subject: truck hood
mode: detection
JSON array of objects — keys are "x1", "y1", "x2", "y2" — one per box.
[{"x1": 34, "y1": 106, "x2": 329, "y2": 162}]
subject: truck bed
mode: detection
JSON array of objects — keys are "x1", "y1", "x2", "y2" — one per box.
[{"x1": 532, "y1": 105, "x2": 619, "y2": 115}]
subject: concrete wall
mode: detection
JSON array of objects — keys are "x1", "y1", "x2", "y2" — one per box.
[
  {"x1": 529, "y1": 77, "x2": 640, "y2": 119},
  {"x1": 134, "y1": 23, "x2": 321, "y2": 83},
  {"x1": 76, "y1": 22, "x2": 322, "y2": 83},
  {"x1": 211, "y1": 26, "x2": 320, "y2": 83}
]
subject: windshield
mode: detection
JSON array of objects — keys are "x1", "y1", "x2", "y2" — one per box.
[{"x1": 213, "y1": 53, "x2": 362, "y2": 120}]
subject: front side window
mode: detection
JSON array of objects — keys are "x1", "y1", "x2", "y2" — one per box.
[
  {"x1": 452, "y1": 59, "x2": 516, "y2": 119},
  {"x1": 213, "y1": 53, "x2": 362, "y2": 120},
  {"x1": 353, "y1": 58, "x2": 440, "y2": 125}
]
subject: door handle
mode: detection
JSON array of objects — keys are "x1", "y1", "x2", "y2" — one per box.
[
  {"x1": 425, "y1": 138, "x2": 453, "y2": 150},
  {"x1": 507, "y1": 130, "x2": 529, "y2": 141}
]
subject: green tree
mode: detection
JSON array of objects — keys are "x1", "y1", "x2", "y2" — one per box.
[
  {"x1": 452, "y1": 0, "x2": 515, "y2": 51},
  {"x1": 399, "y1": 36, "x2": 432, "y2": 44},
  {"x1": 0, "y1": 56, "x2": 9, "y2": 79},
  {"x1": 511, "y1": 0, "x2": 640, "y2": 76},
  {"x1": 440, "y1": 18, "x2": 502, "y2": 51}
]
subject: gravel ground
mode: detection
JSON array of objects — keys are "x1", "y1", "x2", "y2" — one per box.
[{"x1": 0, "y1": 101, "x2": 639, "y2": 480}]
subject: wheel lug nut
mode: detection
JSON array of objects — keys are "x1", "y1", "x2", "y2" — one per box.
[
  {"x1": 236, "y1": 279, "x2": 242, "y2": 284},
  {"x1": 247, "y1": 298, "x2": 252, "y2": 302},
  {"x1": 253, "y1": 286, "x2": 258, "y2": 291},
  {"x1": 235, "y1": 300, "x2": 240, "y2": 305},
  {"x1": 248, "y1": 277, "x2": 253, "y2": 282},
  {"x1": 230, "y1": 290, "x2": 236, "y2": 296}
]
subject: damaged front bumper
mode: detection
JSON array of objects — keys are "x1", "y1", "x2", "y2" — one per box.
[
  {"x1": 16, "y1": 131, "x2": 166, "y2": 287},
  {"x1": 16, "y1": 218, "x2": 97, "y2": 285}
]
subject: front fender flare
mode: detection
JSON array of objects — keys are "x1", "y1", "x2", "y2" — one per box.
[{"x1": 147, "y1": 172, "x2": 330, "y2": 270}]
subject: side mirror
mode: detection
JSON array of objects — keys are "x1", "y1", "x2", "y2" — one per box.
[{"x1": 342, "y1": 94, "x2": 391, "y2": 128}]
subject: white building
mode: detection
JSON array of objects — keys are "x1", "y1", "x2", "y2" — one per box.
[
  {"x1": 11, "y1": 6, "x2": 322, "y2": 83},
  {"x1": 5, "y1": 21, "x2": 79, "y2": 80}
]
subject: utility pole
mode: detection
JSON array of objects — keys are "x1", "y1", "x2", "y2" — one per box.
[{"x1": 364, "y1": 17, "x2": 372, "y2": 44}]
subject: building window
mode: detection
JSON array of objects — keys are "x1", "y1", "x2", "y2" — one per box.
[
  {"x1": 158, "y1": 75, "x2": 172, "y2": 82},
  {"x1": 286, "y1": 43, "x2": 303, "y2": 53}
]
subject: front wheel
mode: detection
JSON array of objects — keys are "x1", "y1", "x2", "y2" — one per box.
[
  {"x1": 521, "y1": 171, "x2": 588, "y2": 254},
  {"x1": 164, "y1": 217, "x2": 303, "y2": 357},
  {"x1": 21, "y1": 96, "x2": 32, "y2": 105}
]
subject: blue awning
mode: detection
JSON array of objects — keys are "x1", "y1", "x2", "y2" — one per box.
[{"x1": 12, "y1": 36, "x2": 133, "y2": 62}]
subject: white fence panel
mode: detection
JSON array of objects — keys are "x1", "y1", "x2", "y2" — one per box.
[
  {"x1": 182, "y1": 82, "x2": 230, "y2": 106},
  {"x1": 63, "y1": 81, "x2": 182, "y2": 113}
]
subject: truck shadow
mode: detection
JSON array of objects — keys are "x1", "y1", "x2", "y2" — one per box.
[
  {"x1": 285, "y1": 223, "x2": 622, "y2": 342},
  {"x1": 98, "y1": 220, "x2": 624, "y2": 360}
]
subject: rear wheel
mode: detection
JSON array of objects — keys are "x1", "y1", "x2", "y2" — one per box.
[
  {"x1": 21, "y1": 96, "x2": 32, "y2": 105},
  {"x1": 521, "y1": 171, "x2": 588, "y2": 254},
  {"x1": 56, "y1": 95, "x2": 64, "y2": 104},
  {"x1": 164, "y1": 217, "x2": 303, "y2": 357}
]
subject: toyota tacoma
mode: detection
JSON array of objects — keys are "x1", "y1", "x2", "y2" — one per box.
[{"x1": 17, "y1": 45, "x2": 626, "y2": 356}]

-- -- --

| Exercise description |
Go through the data above and return every line exactly.

| Output of the task |
subject: truck hood
mode: detection
JSON array of objects — keys are "x1", "y1", "x2", "y2" — one per box.
[{"x1": 34, "y1": 106, "x2": 329, "y2": 162}]
subject: truck bed
mode: detection
JSON array of objects — keys are "x1", "y1", "x2", "y2" — one per box.
[{"x1": 532, "y1": 105, "x2": 619, "y2": 115}]
subject: concrete wall
mode: detection
JSON array of objects — keys are "x1", "y1", "x2", "y2" — one per box.
[
  {"x1": 529, "y1": 77, "x2": 640, "y2": 119},
  {"x1": 134, "y1": 23, "x2": 321, "y2": 83},
  {"x1": 76, "y1": 22, "x2": 322, "y2": 83},
  {"x1": 211, "y1": 26, "x2": 320, "y2": 83}
]
subject: windshield
mode: detection
JSON array of objects — keys are "x1", "y1", "x2", "y2" — one per box.
[{"x1": 213, "y1": 53, "x2": 362, "y2": 120}]
subject: front side window
mode: detection
JSON array of objects — keys are "x1", "y1", "x2", "y2" — one per box.
[
  {"x1": 452, "y1": 59, "x2": 516, "y2": 119},
  {"x1": 213, "y1": 53, "x2": 362, "y2": 120},
  {"x1": 353, "y1": 58, "x2": 440, "y2": 125}
]
subject: door handle
mode: detection
JSON array of objects — keys are "x1", "y1", "x2", "y2" — one per box.
[
  {"x1": 425, "y1": 138, "x2": 453, "y2": 150},
  {"x1": 507, "y1": 130, "x2": 529, "y2": 141}
]
subject: green tree
mode: detection
JSON array of objects — keys are "x1", "y1", "x2", "y2" — one per box.
[
  {"x1": 452, "y1": 0, "x2": 515, "y2": 51},
  {"x1": 399, "y1": 36, "x2": 432, "y2": 44},
  {"x1": 0, "y1": 56, "x2": 9, "y2": 79},
  {"x1": 511, "y1": 0, "x2": 640, "y2": 76},
  {"x1": 440, "y1": 18, "x2": 502, "y2": 51}
]
subject: gravel ground
mode: detection
JSON array of objects — keys are "x1", "y1", "x2", "y2" — one per box.
[{"x1": 0, "y1": 101, "x2": 639, "y2": 480}]
subject: wheel lug nut
mode: detection
JSON array of objects — keys are "x1", "y1", "x2", "y2" — one per box.
[
  {"x1": 236, "y1": 279, "x2": 242, "y2": 284},
  {"x1": 247, "y1": 298, "x2": 252, "y2": 302},
  {"x1": 253, "y1": 286, "x2": 258, "y2": 291},
  {"x1": 235, "y1": 300, "x2": 240, "y2": 305},
  {"x1": 248, "y1": 277, "x2": 253, "y2": 282},
  {"x1": 230, "y1": 290, "x2": 236, "y2": 296}
]
subject: damaged front bumper
mode: detection
JSON array of objects — keys are "x1", "y1", "x2", "y2" — one per box.
[
  {"x1": 16, "y1": 131, "x2": 166, "y2": 287},
  {"x1": 16, "y1": 218, "x2": 97, "y2": 285}
]
subject: front fender flare
mode: detection
JSON array of objects — keys are "x1", "y1", "x2", "y2" — one per box.
[{"x1": 147, "y1": 172, "x2": 330, "y2": 270}]
subject: side mirror
mode: detection
JSON array of objects — keys are "x1", "y1", "x2", "y2" — one per box.
[{"x1": 342, "y1": 94, "x2": 391, "y2": 128}]
subject: white building
mode: detection
JSON array of objects — keys are "x1", "y1", "x2", "y2" — one per box.
[
  {"x1": 11, "y1": 6, "x2": 322, "y2": 83},
  {"x1": 5, "y1": 21, "x2": 79, "y2": 80}
]
subject: utility pole
mode: detection
JSON array of objects — keys are "x1", "y1", "x2", "y2" — one per box.
[{"x1": 364, "y1": 17, "x2": 372, "y2": 44}]
subject: building window
mode: detection
JSON array of objects — keys are "x1", "y1", "x2", "y2" — one per box.
[
  {"x1": 158, "y1": 75, "x2": 172, "y2": 82},
  {"x1": 286, "y1": 43, "x2": 303, "y2": 53}
]
subject: front wheel
mode: detection
JSON array of objects — keys are "x1", "y1", "x2", "y2" — one per box.
[
  {"x1": 521, "y1": 171, "x2": 588, "y2": 254},
  {"x1": 164, "y1": 217, "x2": 303, "y2": 357},
  {"x1": 21, "y1": 96, "x2": 32, "y2": 105}
]
subject: blue awning
mode: detection
JSON array of objects — keys are "x1", "y1", "x2", "y2" — one per box.
[{"x1": 12, "y1": 36, "x2": 133, "y2": 62}]
subject: white fence panel
mode: detection
JSON array of objects — keys are "x1", "y1", "x2", "y2" — one per box.
[
  {"x1": 182, "y1": 82, "x2": 230, "y2": 106},
  {"x1": 63, "y1": 81, "x2": 182, "y2": 113}
]
subject: truck shadow
mode: detection
JSON array of objects — keys are "x1", "y1", "x2", "y2" — one per box.
[
  {"x1": 285, "y1": 223, "x2": 622, "y2": 342},
  {"x1": 98, "y1": 220, "x2": 624, "y2": 360}
]
subject: rear wheel
mode: detection
JSON array of objects — keys are "x1", "y1", "x2", "y2" — one per box.
[
  {"x1": 21, "y1": 96, "x2": 32, "y2": 105},
  {"x1": 521, "y1": 171, "x2": 588, "y2": 254},
  {"x1": 56, "y1": 95, "x2": 64, "y2": 104},
  {"x1": 164, "y1": 217, "x2": 303, "y2": 357}
]
subject: toyota tacoma
mode: detection
JSON array of objects — keys are "x1", "y1", "x2", "y2" — one per box.
[{"x1": 17, "y1": 45, "x2": 626, "y2": 356}]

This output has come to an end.